Then there are the comments about focusing the money in redline neighborhoods to focus on disparities in lending activity. Look, banks have an interest in providing loans to qualified people, particularly in areas where the home is a good investment. It doesn’t seem that encouraging banks to finance homes in areas that probably do not hold re-sale value is a smart idea.

Last, she talks about altering credit reporting standards. I don’t know what she has in mind here, but the article mentions looking at payments on credit cards, student loans, auto loans, and mortgage payments. The major credit reporting agencies already look at these things, and should continue to do so, when evaluating someone’s credit-worthiness. Is she saying these should be ignored?

Overall, this idea on the surface sounds like a re-hash of many of the longterm causes of the Great Recession. I would be very leary of this so-called plan.
 
She’s blaming a government organization that hasn’t been around in 65 years for the reason why certain communities are suffering?
Yes. Do you really think you’re unaffected by decisions made 65 years ago? A major portion of the white-black wealth gap can be tracednto the government giving handouts to white people.
I wonder if she has thought out the implication of basically paying people for the color of their skin.

Goal -
Reproduce the comment thread on the lending proposal in full, word for word.

Dataset extract -
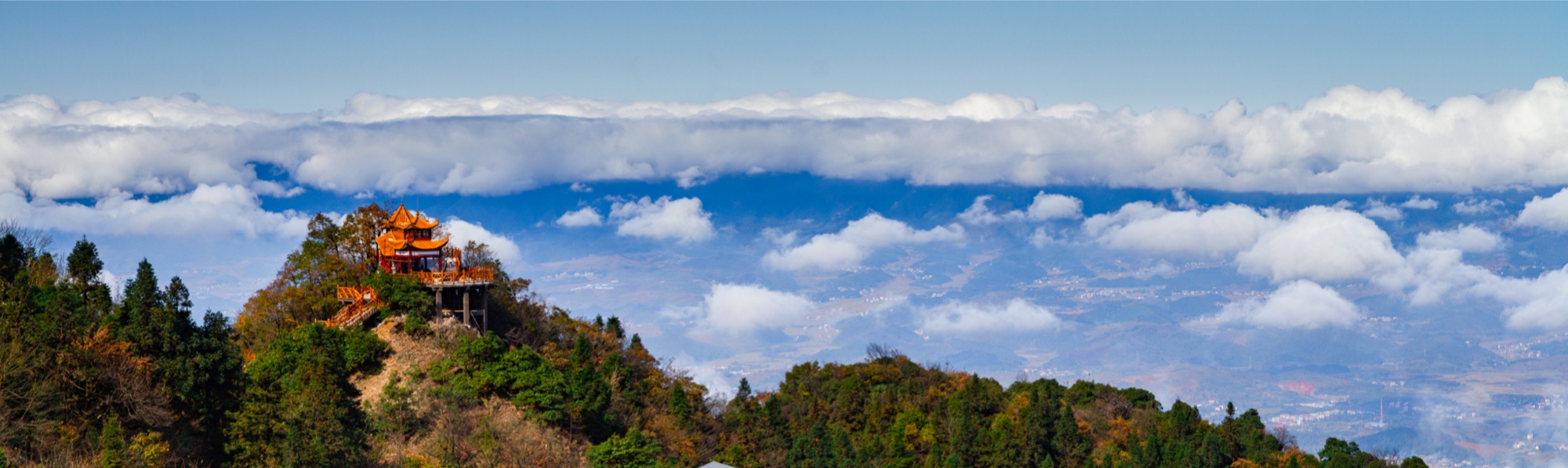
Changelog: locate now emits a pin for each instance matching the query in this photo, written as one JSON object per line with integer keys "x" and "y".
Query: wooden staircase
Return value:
{"x": 361, "y": 303}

Finished task -
Then there are the comments about focusing the money in redline neighborhoods to focus on disparities in lending activity. Look, banks have an interest in providing loans to qualified people, particularly in areas where the home is a good investment. It doesn’t seem that encouraging banks to finance homes in areas that probably do not hold re-sale value is a smart idea.

Last, she talks about altering credit reporting standards. I don’t know what she has in mind here, but the article mentions looking at payments on credit cards, student loans, auto loans, and mortgage payments. The major credit reporting agencies already look at these things, and should continue to do so, when evaluating someone’s credit-worthiness. Is she saying these should be ignored?

Overall, this idea on the surface sounds like a re-hash of many of the longterm causes of the Great Recession. I would be very leary of this so-called plan.
 
She’s blaming a government organization that hasn’t been around in 65 years for the reason why certain communities are suffering?
Yes. Do you really think you’re unaffected by decisions made 65 years ago? A major portion of the white-black wealth gap can be tracednto the government giving handouts to white people.
I wonder if she has thought out the implication of basically paying people for the color of their skin.